There are four main reasons, then, for “demographic winter,” in order of importance: First, low rates of religious practice, which are associated with low birth rates and high incidence of abortion; second, social benefits so high as to displace gifts within the family, particularly the gift of life; third, legacies of totalitarianism; and finally, heavy reliance on fiscal policies which penalize investment in people: so-called “human capital.”


In nearly all developed countries, legal abortion is responsible for pushing the birth rate below the replacement rate of 2 children per couple.

What practical policies could improve the European and American birth rates, lower their unemployment rate, and render their real estate markets less vulnerable to boom-bust cycles?

First, as already mentioned, simply practicing one’s faith and encouraging others to join us is the most powerful antidote to demographic winter. Between 2001 and 2006, the rate of weekly worship in the USA fell from 44% to 36%, to 33%.[32] The steepening fall in most nations’ birth rate and its recent fall back below the replacement rate in the USA are close to what one would have predicted based on the fall in religious practice. Yet where the rate of religious practice is low, even small increases are associated with large declines in abortion.

Second, the United States, has joined most nations in Europe by decisively substituting “benefits for babies,” though in different degrees and with different timing. In the USA, the social benefits rose from about 13% of national income in 1980 to 20% in 2010, and have since jumped further, while the U.S. birth rate has fallen below the replacement rate.[33] The willingness or failure to reform social benefits has direct consequences for the birth rate and national survival of any country.

Fifty years ago, the three most populous countries were China, India, and the United States. That’s still true today. But the practice of abortion in China yet not as widely in India is causing a reversal of their first and second population ranks.

Adjusted for differences in mortality rates, in 2005-10 China’s TFR was 1.53 after but 2.10 before abortions; India’s 2.34 after and 2.41 before abortions, the USA 2.01 after but 2.66 before abortions, Russia’s 1.29 after but 3.08 before abortions).[34] (Hungary’s TFR was 1.30 after, but 2.05 before abortions; I realize that Hungary’s TFR ticked up in 2014). Based on all countries for which data are available (comprising about two-thirds of world population), the World TFR was 1.88 after, but 2.34 before abortions.


What does this mean for policy? Based on current projections, the U.S. budget has and would substantially increase Federal social benefits as a share of GDP. Without substantial reforms there will be no way to prevent a sharp decline in the U.S. birth rate, and thus a decline in the relative size of the U.S. population and economy.


 Like the United States, most countries of Europe, including most of Eastern Europe, have decisively substituted “benefits for babies.” [35] The figures for cash social benefits are not as high as for total social benefits, but benefits as a share of GDP have risen steadily both in the USA and, with few exceptions, to similar levels in most countries of Eastern Europe. It’s worth repeating that where abortion is legal, the willingness or failure to reform social benefits has direct consequences for the birth rate and national survival of any country.

──────

Things to do>
1: Duplicate the passage on demographic winter word for word, starting at "Second, the United" and ending at "second population ranks.".
2: Pick up the passage on demographic winter and birth rates after its final sentence, and continue it in the same manner.
The material that follows is separate from the text on demographic winter.

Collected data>
──────

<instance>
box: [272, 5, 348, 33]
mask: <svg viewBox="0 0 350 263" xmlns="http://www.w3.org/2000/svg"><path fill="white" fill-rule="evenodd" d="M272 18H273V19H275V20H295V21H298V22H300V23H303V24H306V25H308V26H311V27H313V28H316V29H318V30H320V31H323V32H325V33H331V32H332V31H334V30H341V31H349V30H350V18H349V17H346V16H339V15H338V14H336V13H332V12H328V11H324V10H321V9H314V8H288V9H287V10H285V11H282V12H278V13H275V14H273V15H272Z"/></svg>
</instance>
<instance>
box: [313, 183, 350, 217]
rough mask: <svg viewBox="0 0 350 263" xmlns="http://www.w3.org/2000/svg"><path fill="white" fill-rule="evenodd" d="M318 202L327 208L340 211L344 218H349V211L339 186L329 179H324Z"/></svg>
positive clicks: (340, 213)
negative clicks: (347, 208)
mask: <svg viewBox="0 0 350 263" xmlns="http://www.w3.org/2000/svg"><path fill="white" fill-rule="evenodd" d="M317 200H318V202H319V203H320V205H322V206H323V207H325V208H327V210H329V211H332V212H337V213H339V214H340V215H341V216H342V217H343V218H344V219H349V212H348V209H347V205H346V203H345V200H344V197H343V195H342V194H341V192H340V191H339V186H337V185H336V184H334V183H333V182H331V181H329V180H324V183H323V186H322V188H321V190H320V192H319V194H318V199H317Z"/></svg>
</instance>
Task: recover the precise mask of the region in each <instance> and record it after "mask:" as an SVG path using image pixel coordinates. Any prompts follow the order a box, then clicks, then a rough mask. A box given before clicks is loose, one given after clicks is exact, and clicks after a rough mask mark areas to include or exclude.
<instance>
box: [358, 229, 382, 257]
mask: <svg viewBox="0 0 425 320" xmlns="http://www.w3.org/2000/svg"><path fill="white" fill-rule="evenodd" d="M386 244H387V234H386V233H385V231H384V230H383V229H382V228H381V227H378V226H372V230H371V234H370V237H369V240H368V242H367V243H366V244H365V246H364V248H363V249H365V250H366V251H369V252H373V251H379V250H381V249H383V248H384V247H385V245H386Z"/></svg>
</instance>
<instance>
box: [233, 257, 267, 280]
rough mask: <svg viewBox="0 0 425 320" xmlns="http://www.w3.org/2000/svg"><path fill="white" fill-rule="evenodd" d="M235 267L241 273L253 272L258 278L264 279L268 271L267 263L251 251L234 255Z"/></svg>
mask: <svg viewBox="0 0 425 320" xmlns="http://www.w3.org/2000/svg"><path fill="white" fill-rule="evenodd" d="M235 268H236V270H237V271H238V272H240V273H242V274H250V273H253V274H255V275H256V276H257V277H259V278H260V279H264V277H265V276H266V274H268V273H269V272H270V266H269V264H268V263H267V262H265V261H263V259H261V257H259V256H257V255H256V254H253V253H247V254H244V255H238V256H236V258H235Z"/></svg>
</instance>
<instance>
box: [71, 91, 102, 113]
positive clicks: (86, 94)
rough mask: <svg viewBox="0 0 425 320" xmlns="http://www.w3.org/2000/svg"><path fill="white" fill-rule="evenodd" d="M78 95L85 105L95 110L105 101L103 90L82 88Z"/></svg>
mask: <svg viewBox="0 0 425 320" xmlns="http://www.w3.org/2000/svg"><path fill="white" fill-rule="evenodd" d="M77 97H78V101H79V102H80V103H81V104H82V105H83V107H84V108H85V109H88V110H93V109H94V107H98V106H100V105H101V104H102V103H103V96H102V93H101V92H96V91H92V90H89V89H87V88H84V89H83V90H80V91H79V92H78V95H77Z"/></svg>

──────

Per-task answers>
1:
Second, the United States, has joined most nations in Europe by decisively substituting “benefits for babies,” though in different degrees and with different timing. In the USA, the social benefits rose from about 13% of national income in 1980 to 20% in 2010, and have since jumped further, while the U.S. birth rate has fallen below the replacement rate.[33] The willingness or failure to reform social benefits has direct consequences for the birth rate and national survival of any country.

Fifty years ago, the three most populous countries were China, India, and the United States. That’s still true today. But the practice of abortion in China yet not as widely in India is causing a reversal of their first and second population ranks.

2:
  1. The Three World Views in Economic Theory


The notion that Adam Smith invented or is somehow indispensable to understanding economics might be called “Smythology” (with two y’s). By far the most influential piece of Smythology in the USA was Milton Friedman’s argument linking Adam Smith’s philosophy with the meaning of the American Declaration of Independence: “The story of the United States is the story of an economic miracle and a political miracle that was made possible by the translation into practice of two sets of ideas–both, by a curious coincidence published in the same year, 1776.” According to Friedman, “the fundamental principles of our system [are] both the economic principles of Adam Smith…and the political principles expressed by Thomas Jefferson.”[36]

Like many others I found Friedman’s argument persuasive, until I discovered that the “choice of 1776” was actually a divergence, not a convergence, and of three, not two world views. The third symbolically significant event of 1776 was the death of Smith’s dear friend, the Epicurean skeptic David Hume.

I noted earlier that (Neo-) Scholastic economics is essentially a theory of providence. It mostly describes human providence. But each of the three basic economic theories also entails a different theory of divine providence: the three approaches to economic theory also express three distinct world views, the confrontation of which goes back nearly two millennia.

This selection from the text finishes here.